▶
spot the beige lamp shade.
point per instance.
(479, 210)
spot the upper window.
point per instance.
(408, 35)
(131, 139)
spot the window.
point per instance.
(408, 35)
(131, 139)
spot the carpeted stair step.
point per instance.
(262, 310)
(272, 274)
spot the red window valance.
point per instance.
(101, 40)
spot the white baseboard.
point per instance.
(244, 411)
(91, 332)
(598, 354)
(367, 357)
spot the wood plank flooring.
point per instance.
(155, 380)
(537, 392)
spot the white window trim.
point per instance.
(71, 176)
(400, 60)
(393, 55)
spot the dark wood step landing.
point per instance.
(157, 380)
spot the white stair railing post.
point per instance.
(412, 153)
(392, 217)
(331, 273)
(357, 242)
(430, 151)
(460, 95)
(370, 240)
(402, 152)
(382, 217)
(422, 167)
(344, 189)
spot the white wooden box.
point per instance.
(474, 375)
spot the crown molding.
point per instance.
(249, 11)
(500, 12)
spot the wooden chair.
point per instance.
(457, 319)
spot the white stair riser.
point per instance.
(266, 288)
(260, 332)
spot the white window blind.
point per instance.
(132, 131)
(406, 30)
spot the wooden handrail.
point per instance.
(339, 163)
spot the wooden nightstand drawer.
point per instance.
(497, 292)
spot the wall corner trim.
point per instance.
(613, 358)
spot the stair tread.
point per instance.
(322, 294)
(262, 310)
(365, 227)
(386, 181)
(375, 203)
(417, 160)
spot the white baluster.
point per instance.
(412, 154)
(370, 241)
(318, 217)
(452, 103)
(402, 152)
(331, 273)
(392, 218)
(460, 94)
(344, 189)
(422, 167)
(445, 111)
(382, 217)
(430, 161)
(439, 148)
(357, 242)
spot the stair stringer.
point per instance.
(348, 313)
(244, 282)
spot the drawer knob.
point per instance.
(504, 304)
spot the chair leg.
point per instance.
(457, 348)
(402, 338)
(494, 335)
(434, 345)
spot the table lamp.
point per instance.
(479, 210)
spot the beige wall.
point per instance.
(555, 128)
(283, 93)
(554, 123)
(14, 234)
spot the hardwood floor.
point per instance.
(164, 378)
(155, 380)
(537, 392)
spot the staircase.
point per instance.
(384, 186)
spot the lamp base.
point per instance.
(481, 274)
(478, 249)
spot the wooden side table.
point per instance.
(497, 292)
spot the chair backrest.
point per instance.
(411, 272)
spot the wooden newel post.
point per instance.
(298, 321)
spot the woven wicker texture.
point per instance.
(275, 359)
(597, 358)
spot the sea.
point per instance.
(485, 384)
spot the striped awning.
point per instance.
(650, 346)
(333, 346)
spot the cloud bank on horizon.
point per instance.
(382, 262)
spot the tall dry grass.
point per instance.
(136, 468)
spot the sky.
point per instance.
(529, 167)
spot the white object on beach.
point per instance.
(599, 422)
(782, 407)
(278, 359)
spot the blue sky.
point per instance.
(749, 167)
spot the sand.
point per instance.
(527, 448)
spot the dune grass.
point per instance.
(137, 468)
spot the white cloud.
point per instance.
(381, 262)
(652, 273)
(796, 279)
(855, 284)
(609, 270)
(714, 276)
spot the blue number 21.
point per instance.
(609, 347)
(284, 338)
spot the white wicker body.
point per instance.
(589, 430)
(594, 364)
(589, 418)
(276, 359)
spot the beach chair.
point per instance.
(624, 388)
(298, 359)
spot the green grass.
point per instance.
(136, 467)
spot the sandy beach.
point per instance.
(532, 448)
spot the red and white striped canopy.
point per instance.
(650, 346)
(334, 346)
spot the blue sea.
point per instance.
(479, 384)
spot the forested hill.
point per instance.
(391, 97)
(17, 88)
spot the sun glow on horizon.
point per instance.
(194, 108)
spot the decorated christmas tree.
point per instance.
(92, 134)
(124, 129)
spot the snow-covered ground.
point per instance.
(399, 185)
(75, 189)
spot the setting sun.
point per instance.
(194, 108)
◀
_Task prompt_
Lay out every line of the records above as a Markdown table with two columns, Row and Record line. Number the rows in order and leave out any blank lines.

_Solution for this problem_
| Row | Record line |
|---|---|
| 1 | spot the beige lamp shade. |
| 2 | point per instance. |
| 3 | (479, 210) |
| 4 | spot the upper window. |
| 5 | point per instance. |
| 6 | (408, 35) |
| 7 | (131, 139) |
| 8 | spot the window. |
| 9 | point per instance. |
| 10 | (408, 35) |
| 11 | (131, 139) |
| 12 | spot the carpeted stair step. |
| 13 | point per instance. |
| 14 | (262, 310) |
| 15 | (272, 274) |
| 16 | spot the red window valance. |
| 17 | point per instance. |
| 18 | (101, 40) |
| 19 | spot the white baseboard. |
| 20 | point per instance. |
| 21 | (244, 411) |
| 22 | (91, 332) |
| 23 | (598, 354) |
| 24 | (367, 357) |
| 25 | spot the wood plank flooring. |
| 26 | point per instance. |
| 27 | (155, 380) |
| 28 | (537, 392) |
| 29 | spot the white window trim. |
| 30 | point per instance. |
| 31 | (71, 176) |
| 32 | (400, 60) |
| 33 | (393, 55) |
| 34 | spot the dark wood step landing. |
| 35 | point per instance. |
| 36 | (157, 380) |
| 37 | spot the white stair railing post. |
| 38 | point per instance. |
| 39 | (412, 153) |
| 40 | (392, 217) |
| 41 | (331, 273) |
| 42 | (357, 242) |
| 43 | (430, 151) |
| 44 | (460, 95) |
| 45 | (370, 240) |
| 46 | (402, 152) |
| 47 | (382, 217) |
| 48 | (422, 167) |
| 49 | (344, 189) |
| 50 | spot the white wooden box. |
| 51 | point per instance. |
| 52 | (474, 375) |
| 53 | spot the crown molding. |
| 54 | point per instance. |
| 55 | (249, 11) |
| 56 | (500, 12) |
| 57 | spot the wooden chair. |
| 58 | point per instance. |
| 59 | (457, 319) |
| 60 | spot the white stair riser. |
| 61 | point per instance. |
| 62 | (266, 288) |
| 63 | (260, 332) |
| 64 | spot the white window blind. |
| 65 | point per instance. |
| 66 | (132, 131) |
| 67 | (406, 30) |
| 68 | spot the wooden handrail. |
| 69 | point per instance. |
| 70 | (339, 163) |
| 71 | spot the wooden nightstand drawer. |
| 72 | point per instance. |
| 73 | (497, 292) |
| 74 | spot the wall corner trim. |
| 75 | point per instance. |
| 76 | (613, 358) |
| 77 | spot the stair tread. |
| 78 | point per instance. |
| 79 | (322, 294) |
| 80 | (262, 310) |
| 81 | (365, 227) |
| 82 | (386, 181) |
| 83 | (375, 203) |
| 84 | (417, 160) |
| 85 | spot the white baluster. |
| 86 | point per instance. |
| 87 | (412, 154) |
| 88 | (370, 241) |
| 89 | (318, 217) |
| 90 | (452, 103) |
| 91 | (402, 152) |
| 92 | (331, 273) |
| 93 | (392, 218) |
| 94 | (460, 94) |
| 95 | (344, 189) |
| 96 | (422, 167) |
| 97 | (445, 111) |
| 98 | (382, 217) |
| 99 | (430, 161) |
| 100 | (439, 148) |
| 101 | (357, 242) |
| 102 | spot the stair stringer. |
| 103 | point per instance. |
| 104 | (348, 313) |
| 105 | (244, 282) |
| 106 | spot the drawer knob. |
| 107 | point per instance. |
| 108 | (504, 304) |
| 109 | spot the chair leg. |
| 110 | point per instance. |
| 111 | (457, 348) |
| 112 | (402, 338) |
| 113 | (494, 335) |
| 114 | (434, 345) |
| 115 | spot the table lamp. |
| 116 | point per instance. |
| 117 | (479, 210) |
| 118 | spot the beige wall. |
| 119 | point per instance. |
| 120 | (555, 128) |
| 121 | (283, 93) |
| 122 | (554, 123) |
| 123 | (14, 234) |
| 124 | spot the hardwood floor. |
| 125 | point per instance. |
| 126 | (164, 378) |
| 127 | (155, 380) |
| 128 | (537, 392) |
| 129 | spot the staircase. |
| 130 | point per instance. |
| 131 | (384, 186) |
| 132 | spot the lamp base. |
| 133 | point per instance. |
| 134 | (481, 274) |
| 135 | (478, 249) |
| 136 | spot the wooden side table. |
| 137 | point per instance. |
| 138 | (497, 292) |
| 139 | spot the chair backrest. |
| 140 | point per instance. |
| 141 | (411, 272) |
| 142 | spot the wooden newel post. |
| 143 | point per instance. |
| 144 | (298, 321) |
| 145 | spot the woven wicker texture. |
| 146 | point per instance. |
| 147 | (275, 359) |
| 148 | (597, 358) |
| 149 | spot the sea. |
| 150 | point per instance. |
| 151 | (485, 384) |
| 152 | spot the striped awning. |
| 153 | point per instance. |
| 154 | (650, 346) |
| 155 | (333, 346) |
| 156 | spot the cloud bank on horizon. |
| 157 | point per instance. |
| 158 | (382, 262) |
| 159 | spot the tall dry grass. |
| 160 | point per instance. |
| 161 | (136, 468) |
| 162 | spot the sky. |
| 163 | point per instance. |
| 164 | (529, 167) |
| 165 | spot the white object on beach. |
| 166 | point per instance. |
| 167 | (599, 422) |
| 168 | (782, 407) |
| 169 | (278, 359) |
| 170 | spot the blue sky. |
| 171 | point per instance. |
| 172 | (749, 167) |
| 173 | spot the sand. |
| 174 | point per instance. |
| 175 | (527, 448) |
| 176 | spot the dune grass. |
| 177 | point per instance. |
| 178 | (137, 468) |
| 179 | spot the white cloud. |
| 180 | point per instance. |
| 181 | (381, 262) |
| 182 | (652, 273) |
| 183 | (796, 279) |
| 184 | (855, 284) |
| 185 | (609, 270) |
| 186 | (714, 276) |
| 187 | spot the blue number 21. |
| 188 | point per instance. |
| 189 | (609, 347) |
| 190 | (284, 338) |
| 191 | spot the white wicker body. |
| 192 | point per instance. |
| 193 | (589, 430) |
| 194 | (594, 364) |
| 195 | (589, 418) |
| 196 | (276, 359) |
| 197 | spot the beach chair. |
| 198 | point per instance. |
| 199 | (624, 388) |
| 200 | (298, 359) |
| 201 | spot the green grass. |
| 202 | point per instance. |
| 203 | (136, 467) |
| 204 | spot the sandy beach. |
| 205 | point per instance. |
| 206 | (532, 448) |
| 207 | spot the red and white striped canopy. |
| 208 | point per instance. |
| 209 | (650, 346) |
| 210 | (334, 346) |
| 211 | spot the blue sea. |
| 212 | point per instance. |
| 213 | (479, 384) |
| 214 | spot the forested hill. |
| 215 | point per instance. |
| 216 | (391, 97) |
| 217 | (17, 88) |
| 218 | spot the sun glow on horizon. |
| 219 | point per instance. |
| 220 | (194, 108) |
| 221 | spot the decorated christmas tree. |
| 222 | point per instance. |
| 223 | (92, 134) |
| 224 | (124, 129) |
| 225 | spot the snow-covered ground. |
| 226 | point per instance. |
| 227 | (399, 185) |
| 228 | (75, 189) |
| 229 | spot the setting sun. |
| 230 | point per instance. |
| 231 | (194, 108) |